▸ 提示文
ここ府中市で開業する前に、5年半ほど岡山でビルのテナントとして開業していました。格安で開業できたのはありがたかったのですが、いろんなことがあまり上手くいかず四苦八苦しました。その頃に、「母の実家の側で開業したらどうか?」という話があり、現在に至ります。
現在の医院には、父と一緒に仕事ができるように院内ラボとしては比較的広いスペースを設けました。父は、亡くなるまでここで一緒に仕事をしていたんですよ。現在は、この広いスペースは必要ありませんし、私は技工をしないので機械も必要ありませんが…“なんとなく”そのまま残しています。
「う蝕予防の新しい考え方(講演:福本敏先生/大阪)」にご参加されていかがでしたか。
当院の柱は口腔ケアで、目指しているのは予防中心型の歯科医院です。そのため、「予防」というテーマに惹かれて参加しました。研究および臨床実績を紹介していただいたのは、ビューティシーラントとPRGバリアコートでしたが、ビューティシーラントは紹介される以前から使用していました。ごくまれに脱落する症例があるので気になっていましたが、福本先生の見解をお聞きして安心しました。エッチングが要らないというのがよいと思っているので、今後も使用していこうと思います。

▸ 課題一覧
1) 提示文をもとに、次の問いに答えてください。
(a) 府中市で開業する前は、どこで、何年ほど開業していましたか。
(b) 現在の医院の院内ラボに比較的広いスペースを設けたのは、何のためでしたか。
(c) ビューティシーラントについて、よいと思っている点は何ですか。
2) 提示文のうち、"ここ府中市で開業する前に、5" から "も使用していこうと思います。" までを、その両方を含めて一字一句変えずに引用してください。
3) 歯科医院の開業と講演参加を語る提示文の、最後の文の後に続く内容を書いてください。

▸ 提供データ

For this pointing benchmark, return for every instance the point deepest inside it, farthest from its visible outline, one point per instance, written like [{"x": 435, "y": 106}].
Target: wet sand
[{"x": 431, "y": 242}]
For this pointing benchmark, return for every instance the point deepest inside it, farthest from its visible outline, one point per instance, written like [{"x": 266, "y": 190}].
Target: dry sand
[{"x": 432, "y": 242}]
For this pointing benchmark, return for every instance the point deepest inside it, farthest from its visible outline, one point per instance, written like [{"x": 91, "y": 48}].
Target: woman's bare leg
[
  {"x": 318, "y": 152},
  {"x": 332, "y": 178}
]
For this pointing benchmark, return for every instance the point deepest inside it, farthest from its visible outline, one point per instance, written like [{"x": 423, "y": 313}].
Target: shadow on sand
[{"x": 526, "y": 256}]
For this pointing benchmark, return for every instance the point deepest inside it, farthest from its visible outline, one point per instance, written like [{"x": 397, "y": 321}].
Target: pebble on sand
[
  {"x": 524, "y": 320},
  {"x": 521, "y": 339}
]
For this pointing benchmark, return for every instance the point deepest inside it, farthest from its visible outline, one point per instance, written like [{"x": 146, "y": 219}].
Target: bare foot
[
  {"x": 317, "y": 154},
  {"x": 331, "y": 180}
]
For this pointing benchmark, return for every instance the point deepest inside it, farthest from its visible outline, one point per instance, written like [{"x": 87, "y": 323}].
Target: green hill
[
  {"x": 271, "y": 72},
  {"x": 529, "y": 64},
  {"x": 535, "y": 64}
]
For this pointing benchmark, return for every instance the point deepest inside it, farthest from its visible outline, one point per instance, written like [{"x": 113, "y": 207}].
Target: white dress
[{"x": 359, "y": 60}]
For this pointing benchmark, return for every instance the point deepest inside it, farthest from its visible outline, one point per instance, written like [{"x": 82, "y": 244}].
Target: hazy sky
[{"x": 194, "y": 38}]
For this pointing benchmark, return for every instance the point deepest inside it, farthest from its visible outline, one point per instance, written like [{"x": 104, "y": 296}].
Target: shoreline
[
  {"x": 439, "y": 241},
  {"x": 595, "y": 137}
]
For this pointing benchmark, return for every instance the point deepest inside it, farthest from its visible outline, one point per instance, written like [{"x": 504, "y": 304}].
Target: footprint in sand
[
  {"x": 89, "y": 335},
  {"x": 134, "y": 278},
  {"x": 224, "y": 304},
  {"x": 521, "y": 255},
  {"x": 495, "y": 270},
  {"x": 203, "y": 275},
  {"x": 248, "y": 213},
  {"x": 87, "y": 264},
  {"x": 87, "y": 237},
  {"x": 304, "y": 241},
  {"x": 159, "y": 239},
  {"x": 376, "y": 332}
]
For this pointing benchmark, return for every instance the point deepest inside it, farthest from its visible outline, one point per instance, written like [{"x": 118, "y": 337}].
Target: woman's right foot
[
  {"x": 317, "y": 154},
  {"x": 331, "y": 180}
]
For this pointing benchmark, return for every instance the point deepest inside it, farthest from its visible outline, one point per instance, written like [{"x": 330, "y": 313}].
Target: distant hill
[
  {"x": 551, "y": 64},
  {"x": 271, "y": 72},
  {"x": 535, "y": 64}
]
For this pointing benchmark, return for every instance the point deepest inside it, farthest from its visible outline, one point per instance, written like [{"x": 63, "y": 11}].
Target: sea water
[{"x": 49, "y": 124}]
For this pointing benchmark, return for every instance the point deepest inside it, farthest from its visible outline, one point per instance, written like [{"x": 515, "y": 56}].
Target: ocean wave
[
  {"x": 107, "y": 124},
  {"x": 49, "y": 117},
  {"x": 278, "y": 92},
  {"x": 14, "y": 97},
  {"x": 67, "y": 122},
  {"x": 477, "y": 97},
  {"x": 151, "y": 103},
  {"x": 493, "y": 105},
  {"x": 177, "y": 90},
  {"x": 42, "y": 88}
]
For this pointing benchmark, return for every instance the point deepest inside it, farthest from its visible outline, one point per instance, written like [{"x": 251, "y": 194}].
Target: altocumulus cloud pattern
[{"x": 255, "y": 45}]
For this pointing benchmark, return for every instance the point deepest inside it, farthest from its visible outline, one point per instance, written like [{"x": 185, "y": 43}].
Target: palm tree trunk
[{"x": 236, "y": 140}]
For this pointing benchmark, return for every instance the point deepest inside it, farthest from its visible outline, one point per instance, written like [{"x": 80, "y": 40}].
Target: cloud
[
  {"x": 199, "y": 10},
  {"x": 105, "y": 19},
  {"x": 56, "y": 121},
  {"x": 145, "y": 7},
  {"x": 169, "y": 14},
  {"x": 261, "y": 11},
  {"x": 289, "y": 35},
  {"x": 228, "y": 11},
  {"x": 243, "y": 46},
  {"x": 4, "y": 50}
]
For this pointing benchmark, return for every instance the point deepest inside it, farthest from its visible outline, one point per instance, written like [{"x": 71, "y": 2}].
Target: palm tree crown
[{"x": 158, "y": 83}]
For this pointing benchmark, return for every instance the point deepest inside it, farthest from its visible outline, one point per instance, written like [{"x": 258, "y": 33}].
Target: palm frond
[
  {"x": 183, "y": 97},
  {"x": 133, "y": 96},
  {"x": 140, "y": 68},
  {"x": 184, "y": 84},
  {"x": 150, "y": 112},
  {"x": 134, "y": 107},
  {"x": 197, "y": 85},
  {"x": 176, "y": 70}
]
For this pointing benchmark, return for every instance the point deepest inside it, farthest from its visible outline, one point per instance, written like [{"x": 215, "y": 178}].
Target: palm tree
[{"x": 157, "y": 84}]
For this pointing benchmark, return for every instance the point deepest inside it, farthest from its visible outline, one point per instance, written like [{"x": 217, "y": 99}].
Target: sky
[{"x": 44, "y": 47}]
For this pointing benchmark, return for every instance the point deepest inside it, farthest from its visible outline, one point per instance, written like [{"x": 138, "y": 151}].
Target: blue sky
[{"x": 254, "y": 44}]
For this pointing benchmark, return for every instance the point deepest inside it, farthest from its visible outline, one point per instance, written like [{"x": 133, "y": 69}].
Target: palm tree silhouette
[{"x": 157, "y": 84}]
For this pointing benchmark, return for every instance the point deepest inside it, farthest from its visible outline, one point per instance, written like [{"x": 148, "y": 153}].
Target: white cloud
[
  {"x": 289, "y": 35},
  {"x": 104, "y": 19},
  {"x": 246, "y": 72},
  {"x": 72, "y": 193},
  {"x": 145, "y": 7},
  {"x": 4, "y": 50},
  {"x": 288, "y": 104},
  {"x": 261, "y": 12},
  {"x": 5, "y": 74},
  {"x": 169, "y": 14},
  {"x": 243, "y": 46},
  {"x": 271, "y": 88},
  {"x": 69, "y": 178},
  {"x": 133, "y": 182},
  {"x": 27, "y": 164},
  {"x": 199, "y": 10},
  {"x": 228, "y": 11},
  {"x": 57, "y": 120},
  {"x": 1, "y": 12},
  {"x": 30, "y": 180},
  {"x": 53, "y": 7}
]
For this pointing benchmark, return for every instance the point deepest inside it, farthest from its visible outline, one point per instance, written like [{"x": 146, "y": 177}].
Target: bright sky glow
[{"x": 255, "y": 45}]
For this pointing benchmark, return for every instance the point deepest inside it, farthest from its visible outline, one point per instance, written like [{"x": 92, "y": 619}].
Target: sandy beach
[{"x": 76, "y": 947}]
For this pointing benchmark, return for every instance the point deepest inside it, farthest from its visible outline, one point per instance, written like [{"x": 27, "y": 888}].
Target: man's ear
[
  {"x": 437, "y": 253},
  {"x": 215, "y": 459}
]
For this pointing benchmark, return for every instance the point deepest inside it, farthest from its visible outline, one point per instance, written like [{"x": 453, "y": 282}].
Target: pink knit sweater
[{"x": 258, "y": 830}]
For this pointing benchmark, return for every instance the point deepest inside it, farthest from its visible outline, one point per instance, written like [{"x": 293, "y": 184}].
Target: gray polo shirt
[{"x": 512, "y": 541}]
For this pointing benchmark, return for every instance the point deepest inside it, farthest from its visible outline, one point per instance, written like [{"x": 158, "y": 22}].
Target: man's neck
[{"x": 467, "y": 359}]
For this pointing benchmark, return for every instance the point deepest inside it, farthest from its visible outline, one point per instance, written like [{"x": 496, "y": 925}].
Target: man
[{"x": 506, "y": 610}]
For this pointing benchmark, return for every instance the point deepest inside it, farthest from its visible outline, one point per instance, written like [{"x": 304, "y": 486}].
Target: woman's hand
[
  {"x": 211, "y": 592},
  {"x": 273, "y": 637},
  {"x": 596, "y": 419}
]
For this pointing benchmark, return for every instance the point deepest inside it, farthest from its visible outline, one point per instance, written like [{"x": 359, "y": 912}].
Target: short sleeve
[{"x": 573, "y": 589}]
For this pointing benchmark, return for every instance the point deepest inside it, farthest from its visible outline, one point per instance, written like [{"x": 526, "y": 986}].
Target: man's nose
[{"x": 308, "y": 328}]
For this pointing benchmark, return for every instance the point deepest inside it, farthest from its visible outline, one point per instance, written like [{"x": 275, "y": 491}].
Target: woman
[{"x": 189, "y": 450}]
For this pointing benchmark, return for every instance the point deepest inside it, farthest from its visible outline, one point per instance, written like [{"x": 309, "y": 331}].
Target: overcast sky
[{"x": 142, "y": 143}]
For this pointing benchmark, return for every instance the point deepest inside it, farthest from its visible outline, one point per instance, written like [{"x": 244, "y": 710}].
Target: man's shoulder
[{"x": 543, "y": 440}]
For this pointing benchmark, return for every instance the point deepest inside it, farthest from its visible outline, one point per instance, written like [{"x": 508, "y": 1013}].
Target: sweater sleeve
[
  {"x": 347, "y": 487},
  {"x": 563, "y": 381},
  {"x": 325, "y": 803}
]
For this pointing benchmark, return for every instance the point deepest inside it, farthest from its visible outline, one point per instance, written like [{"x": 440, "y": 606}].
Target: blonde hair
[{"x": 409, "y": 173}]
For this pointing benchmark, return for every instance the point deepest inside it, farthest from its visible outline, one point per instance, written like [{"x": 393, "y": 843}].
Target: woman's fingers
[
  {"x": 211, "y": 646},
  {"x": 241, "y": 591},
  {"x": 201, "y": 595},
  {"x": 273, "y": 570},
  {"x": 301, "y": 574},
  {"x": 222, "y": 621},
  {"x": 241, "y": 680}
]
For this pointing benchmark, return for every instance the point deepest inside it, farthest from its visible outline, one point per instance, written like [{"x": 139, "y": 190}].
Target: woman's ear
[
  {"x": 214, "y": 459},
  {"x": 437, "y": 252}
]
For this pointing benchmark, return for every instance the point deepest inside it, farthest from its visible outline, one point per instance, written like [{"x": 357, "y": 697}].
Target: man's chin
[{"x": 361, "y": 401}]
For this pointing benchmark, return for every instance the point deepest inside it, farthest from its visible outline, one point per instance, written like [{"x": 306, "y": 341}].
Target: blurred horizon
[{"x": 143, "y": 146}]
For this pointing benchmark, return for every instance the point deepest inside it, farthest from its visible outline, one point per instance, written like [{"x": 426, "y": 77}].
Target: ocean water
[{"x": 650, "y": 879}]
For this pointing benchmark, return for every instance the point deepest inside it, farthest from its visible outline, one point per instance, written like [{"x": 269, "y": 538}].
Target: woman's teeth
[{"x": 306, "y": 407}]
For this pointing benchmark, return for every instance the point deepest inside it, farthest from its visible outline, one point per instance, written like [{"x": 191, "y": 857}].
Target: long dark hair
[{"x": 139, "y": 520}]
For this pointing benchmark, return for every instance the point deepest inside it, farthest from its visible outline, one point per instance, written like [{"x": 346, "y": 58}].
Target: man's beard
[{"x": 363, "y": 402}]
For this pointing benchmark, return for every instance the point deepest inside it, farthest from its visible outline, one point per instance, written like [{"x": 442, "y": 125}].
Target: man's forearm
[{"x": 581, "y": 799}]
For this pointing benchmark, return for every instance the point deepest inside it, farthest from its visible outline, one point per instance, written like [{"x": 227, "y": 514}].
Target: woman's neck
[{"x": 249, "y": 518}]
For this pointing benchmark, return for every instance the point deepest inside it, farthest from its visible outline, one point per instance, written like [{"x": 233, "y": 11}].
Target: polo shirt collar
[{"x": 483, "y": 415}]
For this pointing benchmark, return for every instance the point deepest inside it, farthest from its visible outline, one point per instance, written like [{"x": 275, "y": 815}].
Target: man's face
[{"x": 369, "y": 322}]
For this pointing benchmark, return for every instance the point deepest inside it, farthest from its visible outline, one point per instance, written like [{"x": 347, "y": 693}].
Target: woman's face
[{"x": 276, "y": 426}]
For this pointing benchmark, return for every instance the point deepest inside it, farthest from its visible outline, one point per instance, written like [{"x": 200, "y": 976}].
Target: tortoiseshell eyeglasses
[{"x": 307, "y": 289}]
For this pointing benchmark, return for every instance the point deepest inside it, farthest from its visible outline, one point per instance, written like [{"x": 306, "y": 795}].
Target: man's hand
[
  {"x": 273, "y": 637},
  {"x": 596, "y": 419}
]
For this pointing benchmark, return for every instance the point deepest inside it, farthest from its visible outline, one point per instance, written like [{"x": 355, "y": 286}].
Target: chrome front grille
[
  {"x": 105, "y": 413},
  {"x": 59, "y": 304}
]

▸ 解答欄
1)
(a) 岡山で、5年半ほどです。
(b) 父と一緒に仕事ができるようにするためです。
(c) エッチングが要らない点です。

2)
ここ府中市で開業する前に、5年半ほど岡山でビルのテナントとして開業していました。格安で開業できたのはありがたかったのですが、いろんなことがあまり上手くいかず四苦八苦しました。その頃に、「母の実家の側で開業したらどうか?」という話があり、現在に至ります。
現在の医院には、父と一緒に仕事ができるように院内ラボとしては比較的広いスペースを設けました。父は、亡くなるまでここで一緒に仕事をしていたんですよ。現在は、この広いスペースは必要ありませんし、私は技工をしないので機械も必要ありませんが…“なんとなく”そのまま残しています。
「う蝕予防の新しい考え方(講演:福本敏先生/大阪)」にご参加されていかがでしたか。
当院の柱は口腔ケアで、目指しているのは予防中心型の歯科医院です。そのため、「予防」というテーマに惹かれて参加しました。研究および臨床実績を紹介していただいたのは、ビューティシーラントとPRGバリアコートでしたが、ビューティシーラントは紹介される以前から使用していました。ごくまれに脱落する症例があるので気になっていましたが、福本先生の見解をお聞きして安心しました。エッチングが要らないというのがよいと思っているので、今後も使用していこうと思います。

3)
PRGバリアコートは、講演をお聞きして採用しました。患者さんには、「むし歯にならないようために大事なのは、1.歯みがき 2.フッ素 3.定期検診です。しかし、どうしてもむし歯になりやすいところはあります。そこをむし歯から守るために、当院がおすすめしているのがPRGバリアコートです」と説明しています。同意を得られた患者さんに塗布しているのでまだ数例ですが、予防中心型の歯科医院に欠かせない材料になってくれることを期待して、経過を追っていこうと思います。
参考になるお話はたくさんありましたが、とくに患者さんの生活まで介入した「無理のない食事指導」も印象に残りました。小児に限らず成人にも応用できそうなので、試そうと考えています。
予防中心型の歯科医院を目指して取り組んでおられることをお教えください。
マーカーで印をつけてある患者さんは、はまはら歯科倶楽部の方。一目でわかりやすいように、担当歯科衛生士ごとに色を変えてあるそうです。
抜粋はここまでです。